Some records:
>> Begin
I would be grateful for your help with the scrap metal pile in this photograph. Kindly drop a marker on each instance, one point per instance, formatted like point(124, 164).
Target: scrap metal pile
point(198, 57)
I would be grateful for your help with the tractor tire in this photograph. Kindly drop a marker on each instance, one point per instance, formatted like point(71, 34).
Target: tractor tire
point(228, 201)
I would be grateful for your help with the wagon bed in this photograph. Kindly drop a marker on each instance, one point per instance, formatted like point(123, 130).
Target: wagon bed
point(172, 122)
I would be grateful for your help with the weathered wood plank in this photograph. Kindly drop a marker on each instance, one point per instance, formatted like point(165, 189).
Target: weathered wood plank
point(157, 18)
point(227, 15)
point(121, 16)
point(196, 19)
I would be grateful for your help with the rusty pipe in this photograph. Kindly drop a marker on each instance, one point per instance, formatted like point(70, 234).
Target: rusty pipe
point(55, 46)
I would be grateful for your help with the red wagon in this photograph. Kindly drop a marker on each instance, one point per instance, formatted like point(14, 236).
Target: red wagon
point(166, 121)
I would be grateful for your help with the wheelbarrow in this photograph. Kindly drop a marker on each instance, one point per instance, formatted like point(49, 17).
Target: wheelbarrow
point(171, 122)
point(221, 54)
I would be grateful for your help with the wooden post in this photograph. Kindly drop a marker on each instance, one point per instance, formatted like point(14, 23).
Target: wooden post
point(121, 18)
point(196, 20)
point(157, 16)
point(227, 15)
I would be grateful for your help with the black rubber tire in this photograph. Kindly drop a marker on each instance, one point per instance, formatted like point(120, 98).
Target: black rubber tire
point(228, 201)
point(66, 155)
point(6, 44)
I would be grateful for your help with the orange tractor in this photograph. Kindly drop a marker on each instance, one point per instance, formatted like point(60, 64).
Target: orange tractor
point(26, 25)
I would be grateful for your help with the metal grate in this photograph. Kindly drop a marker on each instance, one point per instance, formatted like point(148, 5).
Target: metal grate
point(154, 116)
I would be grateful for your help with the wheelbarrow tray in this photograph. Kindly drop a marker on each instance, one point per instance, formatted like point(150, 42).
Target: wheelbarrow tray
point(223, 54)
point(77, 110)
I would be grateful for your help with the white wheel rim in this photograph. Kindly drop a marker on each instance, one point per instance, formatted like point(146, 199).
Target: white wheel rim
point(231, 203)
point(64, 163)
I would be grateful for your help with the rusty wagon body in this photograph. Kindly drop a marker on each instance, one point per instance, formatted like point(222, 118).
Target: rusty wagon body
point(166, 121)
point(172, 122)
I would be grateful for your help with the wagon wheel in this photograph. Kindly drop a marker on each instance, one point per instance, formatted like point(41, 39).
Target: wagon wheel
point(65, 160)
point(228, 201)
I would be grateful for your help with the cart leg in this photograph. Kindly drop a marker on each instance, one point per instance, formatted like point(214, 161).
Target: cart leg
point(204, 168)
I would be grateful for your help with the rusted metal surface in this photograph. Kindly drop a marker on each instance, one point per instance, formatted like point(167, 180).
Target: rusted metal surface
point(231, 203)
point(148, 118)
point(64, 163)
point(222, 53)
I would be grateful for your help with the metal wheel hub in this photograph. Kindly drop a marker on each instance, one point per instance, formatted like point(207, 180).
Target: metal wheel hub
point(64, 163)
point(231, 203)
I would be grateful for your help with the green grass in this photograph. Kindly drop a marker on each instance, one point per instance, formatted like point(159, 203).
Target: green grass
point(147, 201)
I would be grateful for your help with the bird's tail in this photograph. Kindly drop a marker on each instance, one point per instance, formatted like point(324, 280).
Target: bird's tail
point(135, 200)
>> End
## WHAT IS REQUIRED:
Retype all the material above precisely, with no line left out.

## ANSWER TO THE PROBLEM:
I would be grateful for your help with the scrap metal pile in this photograph. Kindly drop a marker on each instance, one point per instance, formatted like point(124, 164).
Target: scrap metal pile
point(198, 57)
I would be grateful for your help with the tractor tire in this photograph. Kindly drop a marker on each instance, one point per instance, formatted like point(71, 34).
Target: tractor tire
point(228, 201)
I would be grateful for your help with the wagon bed in this photograph. Kindly drop a marker on each instance, one point per instance, formatted like point(123, 130).
Target: wagon bed
point(172, 122)
I would be grateful for your help with the weathered wood plank in this photograph. Kindly drop a marker on each instance, one point per instance, formatted like point(165, 189).
Target: weathered wood plank
point(157, 18)
point(227, 15)
point(121, 16)
point(196, 19)
I would be grateful for your help with the rusty pipe in this photograph. Kindly drop a marker on each instance, one point per instance, formatted like point(70, 234).
Target: rusty pipe
point(55, 46)
I would be grateful for your help with the red wagon in this photograph. Kindly drop a marker on each instance, one point per instance, formatted like point(14, 236).
Target: red wagon
point(166, 121)
I would be grateful for your help with the wheelbarrow in this photograph. Kindly drop a marker on each instance, one point per instance, formatted like point(49, 17).
Target: wheelbarrow
point(171, 122)
point(221, 54)
I would be grateful for your help with the wooden post in this photograph. Kindly drop a marker on each instance, one point per instance, formatted like point(14, 23).
Target: wooden post
point(121, 18)
point(196, 20)
point(157, 16)
point(227, 15)
I would be grateful for your help with the black rubber tire in this photograph. Kindly drop a marker on each instance, one point per instance, formatted like point(120, 98).
Target: black rubber tire
point(228, 201)
point(66, 155)
point(6, 44)
I would be grateful for your help with the orange tractor in this photograph. Kindly drop a marker on each instance, one point per instance, formatted like point(60, 64).
Target: orange tractor
point(26, 25)
I would be grateful for your help with the metal grate in this photograph. Kindly drop a marker on each instance, one point per instance, formatted like point(148, 5).
Target: metal grate
point(154, 116)
I would be grateful for your help with the wheelbarrow tray in this photograph. Kindly drop a marker on each instance, one point per instance, formatted like point(150, 42).
Target: wheelbarrow tray
point(223, 54)
point(77, 110)
I would be grateful for your help with the white wheel rim in this photograph. Kindly drop a marker on each instance, one point per instance, formatted like point(146, 199).
Target: white wheel rim
point(231, 203)
point(64, 163)
I would be grateful for your help with the rusty wagon body in this photograph. Kindly drop a marker on each instance, one point per instance, formatted like point(222, 118).
Target: rusty wagon body
point(166, 121)
point(172, 122)
I would be grateful for your help with the wagon wheel in this photograph. Kindly drop a marker on each instance, one point per instance, formatted like point(41, 39).
Target: wagon wheel
point(65, 160)
point(228, 201)
I would be grateful for your help with the cart leg in this photograph. Kindly drop a marker on each instance, one point per instance, formatted like point(214, 161).
Target: cart leg
point(204, 168)
I would be grateful for your help with the rusted metal surface in this photograph. Kindly drop a marker on each instance, one point per instance, formatted like point(167, 180).
Target: rusted metal surface
point(231, 203)
point(148, 118)
point(64, 163)
point(222, 53)
I would be grateful for your help with the metal wheel hub in this photograph. Kindly drop a marker on each instance, one point per instance, formatted like point(207, 180).
Target: metal wheel hub
point(64, 163)
point(231, 203)
I would be grateful for your help with the green grass in this photograph. Kindly drop a marker on each instance, one point per instance, formatted like point(159, 203).
Target: green grass
point(147, 201)
I would be grateful for your help with the bird's tail in this photograph. Kindly drop a marker on each instance, one point per instance, formatted like point(324, 280).
Target: bird's tail
point(135, 200)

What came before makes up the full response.